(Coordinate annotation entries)

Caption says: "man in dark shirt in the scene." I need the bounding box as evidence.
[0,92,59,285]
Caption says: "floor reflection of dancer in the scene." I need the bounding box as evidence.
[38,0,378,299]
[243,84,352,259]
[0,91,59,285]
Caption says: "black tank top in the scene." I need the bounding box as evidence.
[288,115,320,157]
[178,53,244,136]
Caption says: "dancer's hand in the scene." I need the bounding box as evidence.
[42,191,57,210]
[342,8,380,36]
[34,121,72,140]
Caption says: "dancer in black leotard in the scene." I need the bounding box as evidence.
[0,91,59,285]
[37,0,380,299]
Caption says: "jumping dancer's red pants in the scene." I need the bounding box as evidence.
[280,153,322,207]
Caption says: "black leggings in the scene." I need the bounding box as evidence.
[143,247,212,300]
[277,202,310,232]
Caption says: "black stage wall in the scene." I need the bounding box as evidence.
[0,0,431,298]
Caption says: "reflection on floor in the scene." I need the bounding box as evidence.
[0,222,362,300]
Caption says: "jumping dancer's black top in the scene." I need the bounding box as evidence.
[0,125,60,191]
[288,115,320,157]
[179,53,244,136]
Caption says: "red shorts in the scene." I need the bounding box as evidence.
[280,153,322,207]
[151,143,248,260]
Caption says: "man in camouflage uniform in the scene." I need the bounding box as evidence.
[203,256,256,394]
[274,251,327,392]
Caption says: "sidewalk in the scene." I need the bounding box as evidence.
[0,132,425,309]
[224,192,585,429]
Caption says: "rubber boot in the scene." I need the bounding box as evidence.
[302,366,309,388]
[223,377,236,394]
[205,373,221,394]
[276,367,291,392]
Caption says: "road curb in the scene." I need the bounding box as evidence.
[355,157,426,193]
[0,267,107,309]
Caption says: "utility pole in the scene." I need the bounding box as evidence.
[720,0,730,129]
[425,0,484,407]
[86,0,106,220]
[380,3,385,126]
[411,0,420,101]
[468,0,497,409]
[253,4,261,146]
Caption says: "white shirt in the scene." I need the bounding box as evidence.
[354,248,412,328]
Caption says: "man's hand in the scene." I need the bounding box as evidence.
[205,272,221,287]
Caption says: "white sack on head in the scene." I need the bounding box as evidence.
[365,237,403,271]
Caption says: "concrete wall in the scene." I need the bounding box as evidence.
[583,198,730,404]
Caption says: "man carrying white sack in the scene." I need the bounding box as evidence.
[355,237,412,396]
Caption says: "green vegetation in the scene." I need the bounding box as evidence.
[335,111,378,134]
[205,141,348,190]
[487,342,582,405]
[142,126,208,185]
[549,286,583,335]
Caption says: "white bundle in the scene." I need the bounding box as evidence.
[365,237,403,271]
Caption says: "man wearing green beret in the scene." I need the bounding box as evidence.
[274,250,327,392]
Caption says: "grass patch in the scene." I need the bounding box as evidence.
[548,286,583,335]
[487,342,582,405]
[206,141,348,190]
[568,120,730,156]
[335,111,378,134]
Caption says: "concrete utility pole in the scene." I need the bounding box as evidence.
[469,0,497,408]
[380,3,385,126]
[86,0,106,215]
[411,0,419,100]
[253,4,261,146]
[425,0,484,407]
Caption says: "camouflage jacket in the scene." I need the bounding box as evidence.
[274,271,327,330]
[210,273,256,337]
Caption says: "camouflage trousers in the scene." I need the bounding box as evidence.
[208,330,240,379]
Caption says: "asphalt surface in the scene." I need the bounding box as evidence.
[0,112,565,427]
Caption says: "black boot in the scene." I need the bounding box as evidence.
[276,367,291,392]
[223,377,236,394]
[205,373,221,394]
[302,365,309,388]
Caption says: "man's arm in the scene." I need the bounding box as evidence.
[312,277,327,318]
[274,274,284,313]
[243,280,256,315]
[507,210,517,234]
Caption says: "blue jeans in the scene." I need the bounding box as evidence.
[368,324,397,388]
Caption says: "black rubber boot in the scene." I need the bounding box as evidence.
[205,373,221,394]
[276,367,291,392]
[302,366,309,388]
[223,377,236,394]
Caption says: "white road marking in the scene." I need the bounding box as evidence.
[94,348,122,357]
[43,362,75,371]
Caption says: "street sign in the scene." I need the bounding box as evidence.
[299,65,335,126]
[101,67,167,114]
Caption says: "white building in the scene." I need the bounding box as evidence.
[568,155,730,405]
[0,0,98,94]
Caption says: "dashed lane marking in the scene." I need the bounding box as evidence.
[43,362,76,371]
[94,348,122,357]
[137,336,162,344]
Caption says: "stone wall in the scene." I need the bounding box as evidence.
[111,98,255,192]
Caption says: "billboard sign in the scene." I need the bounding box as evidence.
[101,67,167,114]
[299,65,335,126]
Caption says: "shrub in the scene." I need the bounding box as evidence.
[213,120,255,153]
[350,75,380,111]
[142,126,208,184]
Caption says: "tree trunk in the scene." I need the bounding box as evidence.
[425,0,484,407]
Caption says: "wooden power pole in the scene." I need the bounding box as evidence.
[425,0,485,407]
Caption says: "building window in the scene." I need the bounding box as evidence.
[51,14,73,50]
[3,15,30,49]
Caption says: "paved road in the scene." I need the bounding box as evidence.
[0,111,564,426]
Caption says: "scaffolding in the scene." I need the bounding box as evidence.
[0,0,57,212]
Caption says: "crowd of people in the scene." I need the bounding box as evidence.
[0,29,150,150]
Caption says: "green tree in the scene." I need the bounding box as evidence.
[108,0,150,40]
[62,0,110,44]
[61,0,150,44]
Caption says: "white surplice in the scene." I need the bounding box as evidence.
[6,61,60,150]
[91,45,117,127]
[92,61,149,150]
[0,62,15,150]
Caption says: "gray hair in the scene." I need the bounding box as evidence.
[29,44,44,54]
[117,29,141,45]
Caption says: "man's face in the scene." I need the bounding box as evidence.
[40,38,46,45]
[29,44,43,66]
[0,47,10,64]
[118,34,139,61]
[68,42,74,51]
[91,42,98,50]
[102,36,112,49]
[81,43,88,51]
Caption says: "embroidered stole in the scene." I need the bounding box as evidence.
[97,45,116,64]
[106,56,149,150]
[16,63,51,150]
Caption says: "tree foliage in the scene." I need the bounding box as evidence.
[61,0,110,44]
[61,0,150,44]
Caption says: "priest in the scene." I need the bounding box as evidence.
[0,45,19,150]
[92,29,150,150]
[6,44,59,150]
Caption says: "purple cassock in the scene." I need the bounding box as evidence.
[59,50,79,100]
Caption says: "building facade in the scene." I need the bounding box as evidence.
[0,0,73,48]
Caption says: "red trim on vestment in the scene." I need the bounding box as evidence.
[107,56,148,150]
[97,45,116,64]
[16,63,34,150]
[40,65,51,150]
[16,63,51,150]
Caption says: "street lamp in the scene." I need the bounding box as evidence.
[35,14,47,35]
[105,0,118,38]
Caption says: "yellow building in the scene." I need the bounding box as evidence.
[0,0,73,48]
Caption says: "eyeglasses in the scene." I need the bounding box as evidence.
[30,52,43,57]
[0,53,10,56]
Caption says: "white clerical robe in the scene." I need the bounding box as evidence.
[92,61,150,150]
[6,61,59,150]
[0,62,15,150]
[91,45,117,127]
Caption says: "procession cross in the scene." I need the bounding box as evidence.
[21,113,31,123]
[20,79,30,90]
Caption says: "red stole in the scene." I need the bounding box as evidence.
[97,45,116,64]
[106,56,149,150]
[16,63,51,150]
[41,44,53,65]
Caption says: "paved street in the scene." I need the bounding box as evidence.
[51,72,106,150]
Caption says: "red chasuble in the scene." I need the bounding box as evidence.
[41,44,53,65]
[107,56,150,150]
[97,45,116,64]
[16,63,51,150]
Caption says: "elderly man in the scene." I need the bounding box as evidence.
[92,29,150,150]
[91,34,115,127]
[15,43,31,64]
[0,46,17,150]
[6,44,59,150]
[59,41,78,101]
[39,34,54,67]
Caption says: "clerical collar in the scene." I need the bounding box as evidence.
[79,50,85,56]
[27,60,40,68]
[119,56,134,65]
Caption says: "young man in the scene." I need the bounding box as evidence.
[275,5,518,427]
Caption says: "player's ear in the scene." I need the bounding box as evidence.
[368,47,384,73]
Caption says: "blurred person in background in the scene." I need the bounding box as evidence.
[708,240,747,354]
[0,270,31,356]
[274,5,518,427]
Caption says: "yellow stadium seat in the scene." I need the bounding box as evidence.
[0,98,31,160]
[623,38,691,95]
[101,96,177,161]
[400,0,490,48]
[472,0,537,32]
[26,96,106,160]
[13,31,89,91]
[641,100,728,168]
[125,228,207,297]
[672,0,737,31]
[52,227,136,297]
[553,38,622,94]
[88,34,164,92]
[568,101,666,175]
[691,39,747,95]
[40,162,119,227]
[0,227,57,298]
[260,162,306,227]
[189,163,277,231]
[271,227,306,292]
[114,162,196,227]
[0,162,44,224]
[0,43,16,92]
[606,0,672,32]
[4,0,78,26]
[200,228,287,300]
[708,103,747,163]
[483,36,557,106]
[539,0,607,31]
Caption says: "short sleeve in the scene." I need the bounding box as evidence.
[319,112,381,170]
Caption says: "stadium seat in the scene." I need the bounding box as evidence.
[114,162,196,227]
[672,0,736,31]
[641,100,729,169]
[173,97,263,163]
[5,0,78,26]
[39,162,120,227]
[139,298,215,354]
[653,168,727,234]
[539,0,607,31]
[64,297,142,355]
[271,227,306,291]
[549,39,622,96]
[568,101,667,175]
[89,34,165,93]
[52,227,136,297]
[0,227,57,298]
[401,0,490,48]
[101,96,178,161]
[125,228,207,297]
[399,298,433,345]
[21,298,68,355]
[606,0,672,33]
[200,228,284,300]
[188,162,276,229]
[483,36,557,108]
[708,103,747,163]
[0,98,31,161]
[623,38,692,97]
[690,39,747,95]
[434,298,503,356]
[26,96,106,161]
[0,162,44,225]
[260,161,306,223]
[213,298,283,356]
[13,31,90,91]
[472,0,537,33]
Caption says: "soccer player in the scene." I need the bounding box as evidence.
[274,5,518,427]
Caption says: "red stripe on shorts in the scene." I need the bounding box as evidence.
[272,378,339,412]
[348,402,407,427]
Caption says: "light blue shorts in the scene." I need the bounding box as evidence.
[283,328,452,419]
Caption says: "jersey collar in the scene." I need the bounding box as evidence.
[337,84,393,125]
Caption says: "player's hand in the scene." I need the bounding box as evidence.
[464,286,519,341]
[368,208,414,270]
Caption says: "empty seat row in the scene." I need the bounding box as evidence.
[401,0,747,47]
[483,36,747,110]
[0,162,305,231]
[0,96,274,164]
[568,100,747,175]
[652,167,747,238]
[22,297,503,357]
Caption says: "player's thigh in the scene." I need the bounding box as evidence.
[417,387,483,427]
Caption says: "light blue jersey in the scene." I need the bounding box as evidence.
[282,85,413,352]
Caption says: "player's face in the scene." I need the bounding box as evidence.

_TO BE DONE_
Reproduce the items from the first line up to and including the line with "[0,222,362,300]", replacing "leotard" with "bodysuit" and changing nothing else.

_SOLUTION TO THIS PROBLEM_
Caption says: "man in dark shirt in the scene." I need the bounding box as evidence.
[0,92,59,285]
Caption says: "floor reflection of dancer in the scene." I need the bounding box as evidence.
[38,0,378,299]
[243,84,352,259]
[0,91,59,285]
Caption says: "black tank top in the scene." I need the bounding box as evidence.
[288,115,320,157]
[178,53,244,136]
Caption says: "dancer's hand in the scene." I need the bounding box as evidence.
[42,191,57,210]
[342,8,380,36]
[34,121,72,140]
Caption says: "dancer in black bodysuit in the scene." I need the bounding box as evidence.
[0,91,59,285]
[37,0,380,299]
Caption says: "jumping dancer's red pants in the scene." I need the bounding box as evidence.
[280,153,322,207]
Caption says: "black leggings in the scene." I need the bounding box as evidence.
[143,247,212,300]
[277,202,310,232]
Caption says: "black stage wall in the scene." I need the bounding box as evidence.
[0,0,431,298]
Caption says: "reflection on floor in the scene." I need the bounding box as evidence.
[0,222,362,300]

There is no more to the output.